[Entries from a point labeling set]
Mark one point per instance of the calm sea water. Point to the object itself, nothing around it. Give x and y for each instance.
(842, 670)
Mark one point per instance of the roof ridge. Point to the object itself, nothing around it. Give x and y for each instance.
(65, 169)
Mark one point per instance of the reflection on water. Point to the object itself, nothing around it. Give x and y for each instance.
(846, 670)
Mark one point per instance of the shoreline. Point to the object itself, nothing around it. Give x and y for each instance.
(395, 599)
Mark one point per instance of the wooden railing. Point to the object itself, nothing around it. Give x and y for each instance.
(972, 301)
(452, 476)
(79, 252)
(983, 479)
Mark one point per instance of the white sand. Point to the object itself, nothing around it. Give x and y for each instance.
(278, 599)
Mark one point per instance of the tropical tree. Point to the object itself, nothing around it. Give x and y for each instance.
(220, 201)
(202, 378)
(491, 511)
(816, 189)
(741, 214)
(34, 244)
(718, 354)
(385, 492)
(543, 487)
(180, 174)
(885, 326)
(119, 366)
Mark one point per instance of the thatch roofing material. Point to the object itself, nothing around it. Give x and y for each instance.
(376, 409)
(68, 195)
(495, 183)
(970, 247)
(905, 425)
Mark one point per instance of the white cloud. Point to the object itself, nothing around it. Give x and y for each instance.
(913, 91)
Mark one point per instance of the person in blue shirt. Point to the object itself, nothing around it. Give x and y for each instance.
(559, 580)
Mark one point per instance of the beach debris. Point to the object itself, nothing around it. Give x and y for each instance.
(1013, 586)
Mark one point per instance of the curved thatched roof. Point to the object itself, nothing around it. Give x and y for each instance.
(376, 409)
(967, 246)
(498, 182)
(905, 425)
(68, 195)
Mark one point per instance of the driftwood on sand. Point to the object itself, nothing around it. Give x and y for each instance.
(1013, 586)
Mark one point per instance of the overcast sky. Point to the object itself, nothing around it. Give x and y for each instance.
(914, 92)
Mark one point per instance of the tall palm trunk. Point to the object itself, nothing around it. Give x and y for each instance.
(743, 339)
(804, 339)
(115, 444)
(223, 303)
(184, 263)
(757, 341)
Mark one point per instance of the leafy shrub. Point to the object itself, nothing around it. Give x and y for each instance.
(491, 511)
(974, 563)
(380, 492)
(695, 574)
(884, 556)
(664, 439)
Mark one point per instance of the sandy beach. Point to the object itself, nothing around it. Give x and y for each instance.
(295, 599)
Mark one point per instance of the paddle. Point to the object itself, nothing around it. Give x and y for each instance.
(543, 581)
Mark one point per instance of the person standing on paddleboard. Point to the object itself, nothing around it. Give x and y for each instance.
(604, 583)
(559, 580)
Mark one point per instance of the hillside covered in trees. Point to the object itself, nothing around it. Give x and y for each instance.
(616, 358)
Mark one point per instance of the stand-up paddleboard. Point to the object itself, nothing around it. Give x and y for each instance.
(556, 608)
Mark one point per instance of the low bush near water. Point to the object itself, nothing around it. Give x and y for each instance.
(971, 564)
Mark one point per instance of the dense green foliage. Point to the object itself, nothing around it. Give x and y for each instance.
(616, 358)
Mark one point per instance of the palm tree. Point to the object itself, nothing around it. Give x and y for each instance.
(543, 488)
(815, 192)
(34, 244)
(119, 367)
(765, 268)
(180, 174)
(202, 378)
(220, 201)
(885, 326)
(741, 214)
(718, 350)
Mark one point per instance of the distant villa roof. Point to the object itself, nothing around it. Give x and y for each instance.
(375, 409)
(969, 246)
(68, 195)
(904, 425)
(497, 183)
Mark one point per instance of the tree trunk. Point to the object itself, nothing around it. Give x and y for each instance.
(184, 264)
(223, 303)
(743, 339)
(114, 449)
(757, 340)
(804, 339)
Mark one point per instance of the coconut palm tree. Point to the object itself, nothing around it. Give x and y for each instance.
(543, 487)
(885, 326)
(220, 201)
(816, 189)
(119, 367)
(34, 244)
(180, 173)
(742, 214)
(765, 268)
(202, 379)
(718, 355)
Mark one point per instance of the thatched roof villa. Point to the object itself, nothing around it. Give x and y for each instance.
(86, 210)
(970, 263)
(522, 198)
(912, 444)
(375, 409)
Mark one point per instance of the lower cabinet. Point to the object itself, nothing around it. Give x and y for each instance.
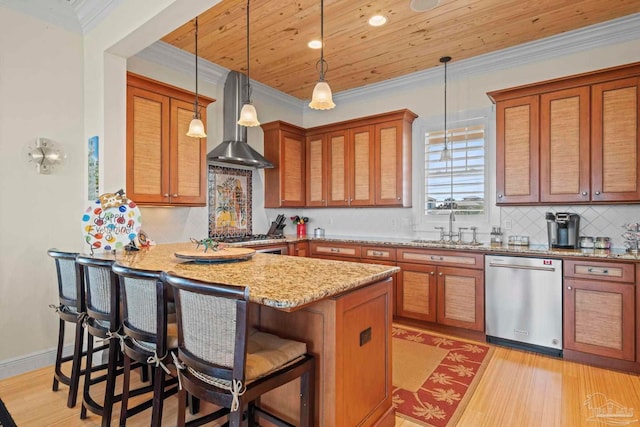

- [What you should do]:
Pull out every line of the entries that contains the string "person". Treat uppercase and lowercase letters as different.

- [Full solution]:
Mark one point per instance of the person in blue shirt. Point to the object itself, nothing around it. Give x and y for each instance.
Mark one point per instance of the person standing on paddleboard. Point to the object itself, nothing around it. Give x and y for each instance.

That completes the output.